Return the listing below unchanged, minus its pictures.

-- start Exercise data --

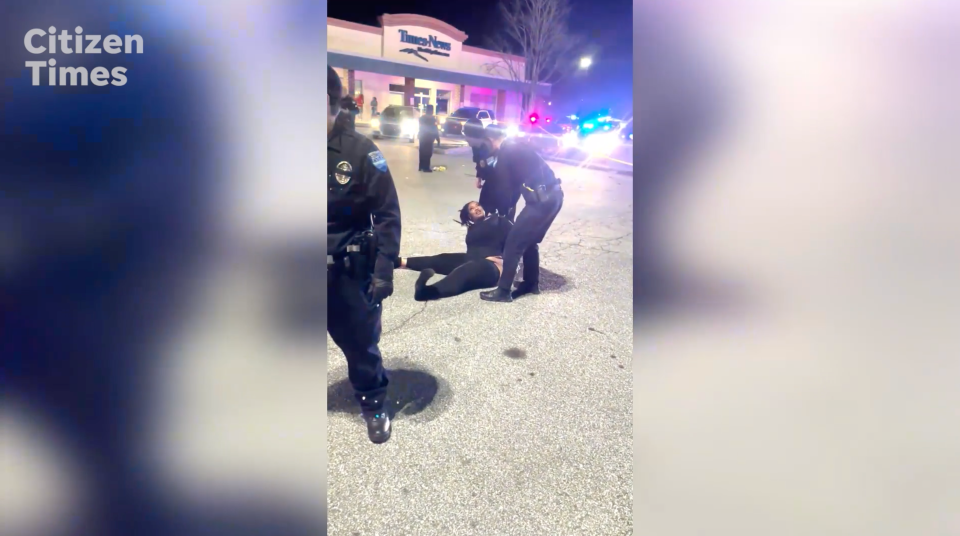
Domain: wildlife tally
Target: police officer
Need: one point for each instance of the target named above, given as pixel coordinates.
(347, 118)
(363, 239)
(495, 195)
(518, 164)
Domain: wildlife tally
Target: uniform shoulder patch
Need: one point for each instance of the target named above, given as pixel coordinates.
(379, 162)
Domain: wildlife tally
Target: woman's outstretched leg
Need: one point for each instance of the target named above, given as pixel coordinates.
(444, 263)
(474, 275)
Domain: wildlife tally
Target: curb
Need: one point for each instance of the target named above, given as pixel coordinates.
(594, 167)
(455, 151)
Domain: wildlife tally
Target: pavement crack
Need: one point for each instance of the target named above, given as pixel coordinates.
(407, 321)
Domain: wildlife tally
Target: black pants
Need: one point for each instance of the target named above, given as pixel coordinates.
(529, 230)
(426, 152)
(463, 274)
(353, 322)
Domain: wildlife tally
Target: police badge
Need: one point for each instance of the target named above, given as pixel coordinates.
(343, 178)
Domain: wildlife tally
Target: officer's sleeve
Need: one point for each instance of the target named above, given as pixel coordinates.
(385, 210)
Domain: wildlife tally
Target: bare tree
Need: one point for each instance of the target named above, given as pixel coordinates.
(537, 32)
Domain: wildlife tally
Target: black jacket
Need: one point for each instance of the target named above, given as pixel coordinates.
(359, 185)
(519, 164)
(487, 237)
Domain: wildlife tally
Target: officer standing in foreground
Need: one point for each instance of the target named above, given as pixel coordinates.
(363, 239)
(518, 164)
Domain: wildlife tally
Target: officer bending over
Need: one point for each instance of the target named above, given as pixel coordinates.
(518, 165)
(363, 239)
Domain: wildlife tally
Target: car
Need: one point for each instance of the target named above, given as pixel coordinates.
(397, 122)
(453, 126)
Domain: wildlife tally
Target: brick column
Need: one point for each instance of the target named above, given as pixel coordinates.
(408, 86)
(351, 86)
(501, 104)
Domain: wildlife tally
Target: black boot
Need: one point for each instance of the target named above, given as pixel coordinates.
(378, 425)
(524, 288)
(421, 292)
(497, 294)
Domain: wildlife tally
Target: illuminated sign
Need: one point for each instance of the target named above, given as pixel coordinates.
(424, 45)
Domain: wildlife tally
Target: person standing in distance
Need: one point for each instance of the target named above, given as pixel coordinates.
(427, 133)
(518, 164)
(363, 240)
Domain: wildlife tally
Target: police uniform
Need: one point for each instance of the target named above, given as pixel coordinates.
(518, 165)
(363, 239)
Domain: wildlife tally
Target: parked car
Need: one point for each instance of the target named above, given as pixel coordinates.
(453, 126)
(397, 122)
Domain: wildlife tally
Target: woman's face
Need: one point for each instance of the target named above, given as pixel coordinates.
(476, 211)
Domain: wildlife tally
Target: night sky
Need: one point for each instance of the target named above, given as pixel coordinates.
(609, 36)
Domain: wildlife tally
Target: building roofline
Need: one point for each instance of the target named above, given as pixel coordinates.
(423, 21)
(392, 67)
(379, 31)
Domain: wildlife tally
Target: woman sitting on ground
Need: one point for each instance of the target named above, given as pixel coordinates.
(478, 268)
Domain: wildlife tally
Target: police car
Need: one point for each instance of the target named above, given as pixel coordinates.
(397, 122)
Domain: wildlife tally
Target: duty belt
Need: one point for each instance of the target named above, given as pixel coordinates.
(540, 193)
(343, 258)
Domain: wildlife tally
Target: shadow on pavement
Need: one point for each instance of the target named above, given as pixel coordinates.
(550, 281)
(553, 282)
(413, 393)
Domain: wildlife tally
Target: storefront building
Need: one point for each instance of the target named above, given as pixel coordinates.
(419, 61)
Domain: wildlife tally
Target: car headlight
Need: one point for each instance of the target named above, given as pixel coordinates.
(410, 126)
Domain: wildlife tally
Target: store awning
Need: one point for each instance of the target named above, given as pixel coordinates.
(394, 68)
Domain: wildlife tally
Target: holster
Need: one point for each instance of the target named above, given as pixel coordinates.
(359, 260)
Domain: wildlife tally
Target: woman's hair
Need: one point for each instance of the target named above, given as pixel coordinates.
(465, 215)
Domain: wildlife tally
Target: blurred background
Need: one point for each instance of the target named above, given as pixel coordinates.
(798, 261)
(157, 377)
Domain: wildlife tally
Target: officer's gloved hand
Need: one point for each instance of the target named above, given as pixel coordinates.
(380, 289)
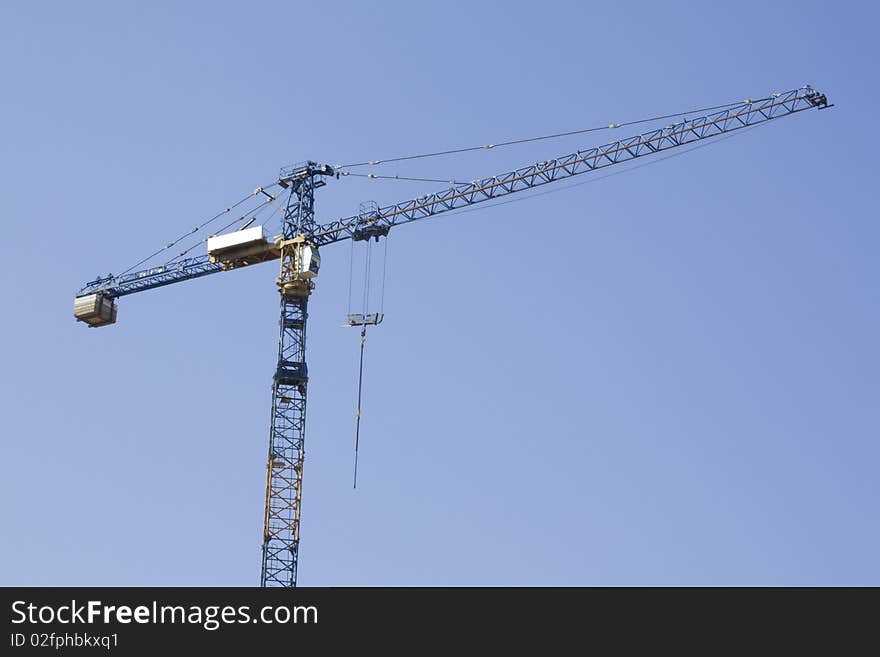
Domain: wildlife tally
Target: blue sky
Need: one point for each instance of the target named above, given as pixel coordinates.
(664, 377)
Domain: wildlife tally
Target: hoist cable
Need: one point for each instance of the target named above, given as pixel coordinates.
(357, 429)
(350, 275)
(543, 137)
(452, 181)
(384, 270)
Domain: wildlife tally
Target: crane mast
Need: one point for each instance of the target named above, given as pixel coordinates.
(297, 250)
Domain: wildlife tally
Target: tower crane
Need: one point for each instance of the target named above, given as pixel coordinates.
(297, 249)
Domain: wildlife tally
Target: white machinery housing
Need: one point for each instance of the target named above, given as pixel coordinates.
(95, 309)
(241, 248)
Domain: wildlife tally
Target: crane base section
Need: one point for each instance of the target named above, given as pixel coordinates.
(95, 310)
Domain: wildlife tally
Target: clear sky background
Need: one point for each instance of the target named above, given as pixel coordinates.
(664, 377)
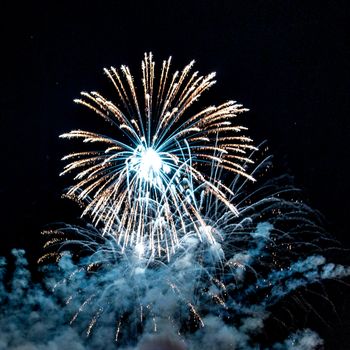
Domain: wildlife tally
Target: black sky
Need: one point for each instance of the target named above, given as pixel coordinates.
(288, 61)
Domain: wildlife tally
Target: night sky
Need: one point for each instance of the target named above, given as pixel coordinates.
(287, 61)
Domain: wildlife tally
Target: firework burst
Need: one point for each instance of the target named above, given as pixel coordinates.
(146, 187)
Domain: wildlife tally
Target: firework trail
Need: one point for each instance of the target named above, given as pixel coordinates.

-- end Exercise data --

--- Exercise answer ---
Domain: wildlife tally
Target: police officer
Need: one point for each instance of the target named above, given as pixel coordinates.
(347, 118)
(363, 239)
(495, 195)
(518, 164)
Domain: wildlife tally
Target: uniform shoulder patch
Need: one point for each instance of the target named above, given as pixel coordinates.
(379, 162)
Domain: wildlife tally
Target: woman's outstretched leg
Need: one point for each instance of the target named above, given as pixel coordinates.
(444, 263)
(474, 275)
Domain: wildlife tally
Target: curb
Need: one point for each instance of the target named above, given as pixel coordinates.
(594, 167)
(455, 151)
Domain: wildlife tally
Target: pavement crack
Need: one point for each instance of the target named above, given as pixel coordinates.
(407, 321)
Domain: wildlife tally
Target: black pants
Need: one point for each instance of the target named above, given as pixel coordinates.
(529, 230)
(426, 152)
(463, 274)
(353, 322)
Domain: wildlife tally
Target: police badge
Need: one point for each instance of the target named above, given as pixel coordinates.
(343, 178)
Domain: wildlife tally
Target: officer's sleeve
Need: one point for each instance of the target named above, given as pixel coordinates.
(385, 210)
Domain: wildlife tally
Target: bare tree
Need: one point for each instance of the target named above, given as pixel coordinates.
(537, 32)
Domain: wildlife tally
Target: black jacket
Need: one point for each instance of the target named above, given as pixel coordinates.
(359, 185)
(519, 164)
(487, 237)
Domain: wildlife tally
Target: officer standing in foreground
Need: one point for each instance of the target named above, given as pixel coordinates.
(363, 239)
(518, 164)
Domain: wildlife tally
Target: officer bending over
Need: one point for each instance of the target named above, given as pixel coordinates.
(518, 165)
(363, 239)
Domain: wildlife tally
Target: car
Need: one point for each instance of the target named above, given as pixel coordinates.
(397, 122)
(453, 126)
Domain: wildlife tally
Target: brick column
Need: one point for each instance of the target named above, given as pixel coordinates.
(408, 86)
(351, 86)
(501, 104)
Domain: wildlife tally
Target: black boot
Need: one point for each instance of the target named above, given as pixel coordinates.
(378, 425)
(524, 288)
(421, 292)
(497, 294)
Domain: wildlife tally
Target: illuminated sign
Need: one point for each instance of the target named above, given as pixel coordinates.
(424, 45)
Domain: wildlife tally
Target: person standing in distance
Need: one point for each instance of the target named above, given as pixel coordinates.
(427, 133)
(518, 164)
(363, 240)
Domain: wildlife tally
Target: police uniform
Need: one point for each instance of the target named above, given as pixel coordinates.
(518, 165)
(363, 239)
Domain: wildlife tally
Target: parked car
Need: one point for each instance of the target named above, given as pixel coordinates.
(453, 126)
(397, 122)
Domain: wildlife tally
Target: woman's face
Need: one point for each instance of the target named above, given as pixel coordinates.
(476, 211)
Domain: wildlife tally
Target: night sky
Need: one point for each instance of the target named above, given as pixel coordinates.
(609, 36)
Domain: wildlife tally
Target: building roofline
Need: one point for each instance of the target named above, given as pixel coordinates.
(423, 21)
(392, 67)
(379, 31)
Domain: wildlife tally
Target: woman sitting on ground
Need: one point for each instance of the target named above, given as pixel coordinates.
(478, 268)
Domain: wildlife tally
Target: police car
Need: one point for each instance of the target named above, given as pixel coordinates.
(397, 122)
Domain: wildlife tally
Target: duty belt
Need: one point for each instance of the target named above, given as pixel coordinates.
(540, 193)
(343, 258)
Domain: wildlife tally
Target: shadow on pavement
Need: one point for each instance of the target named above, given as pixel coordinates.
(550, 281)
(553, 282)
(413, 393)
Domain: wildlife tally
Target: storefront building
Need: one point for each instance of the target named above, given as pixel coordinates.
(419, 61)
Domain: wildlife tally
Target: car headlight
Need: one point for each instance of the target named above, given as pixel coordinates.
(410, 126)
Domain: wildlife tally
Target: store awning
Need: one point for each instance of the target named above, given as pixel coordinates.
(394, 68)
Domain: wildlife tally
Target: holster
Need: one point for each instance of the target named above, given as pixel coordinates.
(359, 260)
Domain: wildlife tally
Target: woman's hair
Need: one point for each instance of the target named above, given as pixel coordinates.
(465, 215)
Domain: wildlife tally
Target: blurred background
Need: one point for each instance of the target named above, given as pixel coordinates.
(798, 261)
(157, 377)
Domain: wildlife tally
Target: officer's gloved hand
Need: one point for each instance of the target named above, given as pixel coordinates.
(380, 289)
Domain: wildlife tally
Target: blue sky
Need: one point for each instance of the target named above, given as pixel coordinates.
(664, 377)
Domain: wildlife tally
Target: hoist cable
Need: one point for each instance of the target named above, given as pixel coordinates.
(357, 429)
(350, 275)
(543, 137)
(452, 181)
(384, 270)
Domain: wildlife tally
Target: crane mast
Need: one point for each instance of the target named above, given as pixel coordinates.
(297, 250)
Domain: wildlife tally
Target: tower crane
Need: one point for each instance of the target named above, given as pixel coordinates.
(297, 249)
Domain: wildlife tally
Target: white machinery housing
Need: one point for each instance of the target named above, given as pixel coordinates.
(95, 309)
(241, 248)
Domain: wildlife tally
Target: crane base section
Need: one point for each instance of the target named above, given as pixel coordinates.
(95, 310)
Domain: wildlife tally
Target: clear sky background
Need: one point for each instance of the target named above, given as pixel coordinates.
(664, 377)
Domain: wildlife tally
Target: black sky
Need: one point for each instance of the target named above, given as pixel coordinates.
(288, 61)
Domain: wildlife tally
Target: night sky
Need: one point for each instance of the target named above, given as pixel coordinates.
(287, 61)
Domain: wildlife tally
Target: firework burst
Need: one point for each instance of the target named above, given as pixel coordinates.
(146, 187)
Domain: wildlife tally
Target: firework trail
Need: one point for each instance of the target named above, given as pixel coordinates.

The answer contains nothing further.